> _Consigne 1_
Recopiez, s'il vous plaît, le passage des enregistrements allant de la ligne contenant « Question. The photo above holds the shrub. » jusqu'à la fin des enregistrements, bornes comprises, en remplaçant « shrub » par « bush » sans rien modifier d'autre.

> _Texte sélectionné_
....
6. Pour dire que la salariée n'était pas fondée à invoquer une inégalité de salaire injustifiée, l'arrêt constate d'abord que les deux salariés ont été embauchés en qualité de technicien support à quelques semaines d'intervalle à des niveaux de rémunération différents puis promus au même moment dans l'emploi de coordinateur technique avec la même classification et le même salaire et que l'autre salarié avait vu son salaire augmenté dès le 1er janvier 2002, contrairement à la salariée.
7. Puis, l'arrêt retient que l'expérience et les diplômes nettement supérieurs de l'autre salarié en matière informatique et gestion d'un "Helpline-desk" justifient de manière pertinente l'augmentation de salaire de celui-ci le 1er janvier 2002 et les différences qui se sont ainsi répercutées par la suite entre les deux salariés.
8. En statuant ainsi, alors qu'elle avait constaté que les salariés, engagés en qualité de technicien support avec une différence de rémunération, avaient été promus au même moment dans l'emploi de coordinateur technique avec la même classification et le même salaire, la cour d'appel a violé le texte susvisé.
Sur le second moyen, pris en sa quatrième branche
9. La salariée fait grief à l'arrêt de la débouter de sa demande de dommages-intérêts pour discrimination, de constater que la prise d'acte de la rupture du contrat de travail n'est pas aux torts de l'employeur, de juger que la rupture du contrat de travail s'analyse en une démission, et de la débouter de ses demandes subséquentes à titre d'indemnité pour licenciement nul, d'indemnité conventionnelle de licenciement et de dommages-intérêts pour violation du statut protecteur, alors « qu'en se bornant ainsi à retenir que l'exposante avait été affectée le 7 septembre 2012 à une mission auprès de la Société Générale et que l'échange de courriels qu'elle verse aux débats fait seulement ressortir qu'elle refusait le poste proposé au motif qu'il n'était pas compatible avec sa demande de travailler à temps partiel à 4/5ème et d'effectuer ses heures de délégation sur ses heures de travail, sans rechercher si, dans les faits, ce poste était similaire à son précédent emploi, la cour d'appel a privé sa décision de toute base légale au regard de l'article L. 1225-25 du code du travail. »
Réponse de la Cour
Vu l'article L.1225-25 du code du travail :
10. Aux termes de ce texte, à l'issue du congé de maternité, la salariée retrouve son précédent emploi ou un emploi similaire assorti d'une rémunération au moins équivalente.
....
> _Enregistrements listés_
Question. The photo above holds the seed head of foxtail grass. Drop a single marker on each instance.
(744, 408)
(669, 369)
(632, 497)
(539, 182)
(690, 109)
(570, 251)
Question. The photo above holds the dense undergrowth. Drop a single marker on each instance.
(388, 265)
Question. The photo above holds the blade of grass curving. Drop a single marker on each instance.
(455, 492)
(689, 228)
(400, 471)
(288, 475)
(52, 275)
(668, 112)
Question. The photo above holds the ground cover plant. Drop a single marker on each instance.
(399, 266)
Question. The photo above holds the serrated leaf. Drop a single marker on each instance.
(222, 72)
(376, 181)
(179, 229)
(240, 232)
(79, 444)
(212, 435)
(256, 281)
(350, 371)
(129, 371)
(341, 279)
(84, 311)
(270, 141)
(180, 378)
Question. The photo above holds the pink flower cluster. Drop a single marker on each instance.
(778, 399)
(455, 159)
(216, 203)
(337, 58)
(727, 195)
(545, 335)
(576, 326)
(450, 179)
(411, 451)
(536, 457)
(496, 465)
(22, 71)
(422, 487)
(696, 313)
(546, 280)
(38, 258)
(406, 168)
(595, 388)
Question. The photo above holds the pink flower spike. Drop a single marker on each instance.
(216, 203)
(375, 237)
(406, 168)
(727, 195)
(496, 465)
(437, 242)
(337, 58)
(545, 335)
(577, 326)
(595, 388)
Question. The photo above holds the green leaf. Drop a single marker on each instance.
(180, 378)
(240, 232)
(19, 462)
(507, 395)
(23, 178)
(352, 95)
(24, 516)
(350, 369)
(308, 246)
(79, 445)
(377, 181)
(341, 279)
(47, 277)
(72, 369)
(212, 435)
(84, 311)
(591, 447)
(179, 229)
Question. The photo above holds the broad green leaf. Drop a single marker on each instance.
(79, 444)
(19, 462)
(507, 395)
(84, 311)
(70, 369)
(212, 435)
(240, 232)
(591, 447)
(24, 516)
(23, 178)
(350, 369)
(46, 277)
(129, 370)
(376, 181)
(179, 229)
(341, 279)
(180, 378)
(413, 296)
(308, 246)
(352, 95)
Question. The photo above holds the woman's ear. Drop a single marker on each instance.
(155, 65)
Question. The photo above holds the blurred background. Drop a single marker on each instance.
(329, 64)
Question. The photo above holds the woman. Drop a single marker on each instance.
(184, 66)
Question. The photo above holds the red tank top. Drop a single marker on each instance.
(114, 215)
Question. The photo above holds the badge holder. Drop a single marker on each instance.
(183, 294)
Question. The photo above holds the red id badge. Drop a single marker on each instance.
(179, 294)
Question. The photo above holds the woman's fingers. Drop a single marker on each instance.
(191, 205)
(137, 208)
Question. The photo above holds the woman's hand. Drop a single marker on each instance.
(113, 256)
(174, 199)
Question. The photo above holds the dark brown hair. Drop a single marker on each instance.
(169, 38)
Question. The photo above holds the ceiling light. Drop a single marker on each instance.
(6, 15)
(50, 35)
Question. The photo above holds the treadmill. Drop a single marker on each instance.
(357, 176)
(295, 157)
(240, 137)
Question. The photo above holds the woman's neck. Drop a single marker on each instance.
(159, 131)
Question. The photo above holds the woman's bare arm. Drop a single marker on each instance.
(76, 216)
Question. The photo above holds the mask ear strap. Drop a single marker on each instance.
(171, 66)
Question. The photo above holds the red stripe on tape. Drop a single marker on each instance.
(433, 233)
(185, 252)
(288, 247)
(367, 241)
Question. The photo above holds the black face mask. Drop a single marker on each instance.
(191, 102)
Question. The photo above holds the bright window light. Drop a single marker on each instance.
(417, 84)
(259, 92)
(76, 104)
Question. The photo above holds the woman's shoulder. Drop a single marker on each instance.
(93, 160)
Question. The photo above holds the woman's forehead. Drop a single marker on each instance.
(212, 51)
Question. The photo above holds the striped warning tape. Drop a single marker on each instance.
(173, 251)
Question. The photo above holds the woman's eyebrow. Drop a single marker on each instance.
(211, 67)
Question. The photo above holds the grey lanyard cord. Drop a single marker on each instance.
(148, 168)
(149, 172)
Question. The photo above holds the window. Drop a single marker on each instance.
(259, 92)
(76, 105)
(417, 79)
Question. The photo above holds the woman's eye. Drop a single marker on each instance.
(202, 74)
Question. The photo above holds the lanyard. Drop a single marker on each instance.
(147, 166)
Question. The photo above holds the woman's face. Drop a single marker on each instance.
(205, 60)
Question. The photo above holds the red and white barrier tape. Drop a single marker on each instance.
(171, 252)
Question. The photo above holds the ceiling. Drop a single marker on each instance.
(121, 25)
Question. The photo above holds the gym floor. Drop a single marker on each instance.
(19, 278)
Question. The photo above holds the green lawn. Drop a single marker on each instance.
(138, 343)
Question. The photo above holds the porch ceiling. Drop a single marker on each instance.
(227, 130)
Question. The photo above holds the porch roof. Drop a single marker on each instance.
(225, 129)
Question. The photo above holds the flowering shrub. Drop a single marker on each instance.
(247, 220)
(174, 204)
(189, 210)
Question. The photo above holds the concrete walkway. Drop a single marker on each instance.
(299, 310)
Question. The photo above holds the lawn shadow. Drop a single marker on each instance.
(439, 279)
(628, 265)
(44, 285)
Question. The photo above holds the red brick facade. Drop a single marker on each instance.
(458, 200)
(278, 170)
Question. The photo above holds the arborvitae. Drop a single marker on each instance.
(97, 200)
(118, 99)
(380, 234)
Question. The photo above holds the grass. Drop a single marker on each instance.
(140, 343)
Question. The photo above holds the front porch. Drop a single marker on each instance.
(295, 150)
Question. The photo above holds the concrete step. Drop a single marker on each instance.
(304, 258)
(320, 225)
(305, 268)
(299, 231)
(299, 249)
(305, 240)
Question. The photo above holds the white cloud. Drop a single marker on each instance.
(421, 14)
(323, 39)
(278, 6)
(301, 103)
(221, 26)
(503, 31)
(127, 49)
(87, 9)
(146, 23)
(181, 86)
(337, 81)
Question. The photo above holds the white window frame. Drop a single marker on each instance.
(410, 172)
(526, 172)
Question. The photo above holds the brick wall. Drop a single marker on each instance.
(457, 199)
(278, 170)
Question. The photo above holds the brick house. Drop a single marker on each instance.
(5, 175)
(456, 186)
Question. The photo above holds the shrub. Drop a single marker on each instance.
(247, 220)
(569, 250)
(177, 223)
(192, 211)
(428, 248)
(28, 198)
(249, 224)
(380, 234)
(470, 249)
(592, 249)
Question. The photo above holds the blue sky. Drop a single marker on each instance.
....
> _Consigne 2_
Répondez à ces questions d'après le texte sélectionné :
(a) À quelle date l'autre salarié a-t-il vu son salaire augmenté ?
(b) À quelle date la salariée a-t-elle été affectée à une mission auprès de la Société Générale ?
(c) D'après l'article L.1225-25 du code du travail, que retrouve la salariée à l'issue du congé de maternité ?

> _Réponse complète 1_
Question. The photo above holds the bush. Drop a single marker on each instance.
(247, 220)
(569, 250)
(177, 223)
(192, 211)
(428, 248)
(28, 198)
(249, 224)
(380, 234)
(470, 249)
(592, 249)
Question. The photo above holds the blue sky. Drop a single marker on each instance.

> _Réponse complète 2_
(a) Le 1er janvier 2002.
(b) Le 7 septembre 2012.
(c) Son précédent emploi ou un emploi similaire assorti d'une rémunération au moins équivalente.